> **Directions**
What is the number of lines in this data that contain the word "your"? Give the number alone.

> **Records shown**
┄┄┄┄┄┄┄┄┄┄┄┄┄┄┄┄┄┄┄┄
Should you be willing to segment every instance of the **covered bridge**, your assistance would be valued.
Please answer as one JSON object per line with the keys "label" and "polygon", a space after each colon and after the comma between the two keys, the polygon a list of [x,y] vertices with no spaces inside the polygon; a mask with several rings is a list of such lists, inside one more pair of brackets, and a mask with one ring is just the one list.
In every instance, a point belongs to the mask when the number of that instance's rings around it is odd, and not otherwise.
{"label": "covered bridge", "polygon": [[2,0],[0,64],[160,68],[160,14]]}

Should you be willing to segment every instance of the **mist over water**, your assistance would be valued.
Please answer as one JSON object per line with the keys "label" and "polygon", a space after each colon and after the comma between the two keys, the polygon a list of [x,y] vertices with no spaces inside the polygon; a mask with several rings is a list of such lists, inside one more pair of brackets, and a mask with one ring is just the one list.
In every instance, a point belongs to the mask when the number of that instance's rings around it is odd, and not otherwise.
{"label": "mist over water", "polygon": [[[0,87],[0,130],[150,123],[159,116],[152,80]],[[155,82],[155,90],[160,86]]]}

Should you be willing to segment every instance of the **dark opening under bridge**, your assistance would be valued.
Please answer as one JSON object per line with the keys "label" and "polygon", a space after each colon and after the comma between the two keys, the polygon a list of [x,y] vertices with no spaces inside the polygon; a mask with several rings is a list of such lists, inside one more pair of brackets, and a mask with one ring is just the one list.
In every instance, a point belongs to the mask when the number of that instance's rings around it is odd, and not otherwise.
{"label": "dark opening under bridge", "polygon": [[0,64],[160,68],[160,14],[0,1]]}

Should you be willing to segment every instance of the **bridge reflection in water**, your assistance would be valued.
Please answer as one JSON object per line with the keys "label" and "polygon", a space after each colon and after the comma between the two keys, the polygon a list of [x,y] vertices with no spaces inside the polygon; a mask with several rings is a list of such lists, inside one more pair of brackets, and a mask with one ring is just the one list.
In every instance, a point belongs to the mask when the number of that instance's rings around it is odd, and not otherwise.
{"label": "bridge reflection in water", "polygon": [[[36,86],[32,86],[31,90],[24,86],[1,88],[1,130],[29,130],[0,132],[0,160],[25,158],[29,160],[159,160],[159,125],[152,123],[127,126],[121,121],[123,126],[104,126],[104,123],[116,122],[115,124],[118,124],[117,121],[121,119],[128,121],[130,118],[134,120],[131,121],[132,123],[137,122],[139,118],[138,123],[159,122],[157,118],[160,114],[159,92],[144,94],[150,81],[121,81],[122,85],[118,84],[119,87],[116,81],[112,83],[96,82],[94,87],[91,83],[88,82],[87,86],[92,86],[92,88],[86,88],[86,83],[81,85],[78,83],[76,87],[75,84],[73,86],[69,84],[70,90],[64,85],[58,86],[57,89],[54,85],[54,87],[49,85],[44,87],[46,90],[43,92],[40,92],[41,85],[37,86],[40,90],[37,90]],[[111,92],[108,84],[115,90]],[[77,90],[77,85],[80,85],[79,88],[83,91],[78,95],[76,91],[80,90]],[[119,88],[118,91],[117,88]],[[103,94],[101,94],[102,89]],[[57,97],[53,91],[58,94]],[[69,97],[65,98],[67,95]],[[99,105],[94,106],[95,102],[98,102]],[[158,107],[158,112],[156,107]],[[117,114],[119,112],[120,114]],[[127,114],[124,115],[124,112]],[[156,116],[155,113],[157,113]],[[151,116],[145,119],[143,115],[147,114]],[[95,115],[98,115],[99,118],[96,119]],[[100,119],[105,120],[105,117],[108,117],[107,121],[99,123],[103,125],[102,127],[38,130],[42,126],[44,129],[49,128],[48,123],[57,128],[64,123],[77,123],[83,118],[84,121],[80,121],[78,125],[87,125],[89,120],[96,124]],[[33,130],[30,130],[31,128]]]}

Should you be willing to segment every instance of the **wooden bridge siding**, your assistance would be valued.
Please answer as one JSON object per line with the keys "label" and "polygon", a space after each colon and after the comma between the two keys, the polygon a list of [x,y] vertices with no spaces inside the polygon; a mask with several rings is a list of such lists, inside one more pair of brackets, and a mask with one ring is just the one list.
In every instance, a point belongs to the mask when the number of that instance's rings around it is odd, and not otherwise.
┄┄┄┄┄┄┄┄┄┄┄┄┄┄┄┄┄┄┄┄
> **Response to this exercise**
5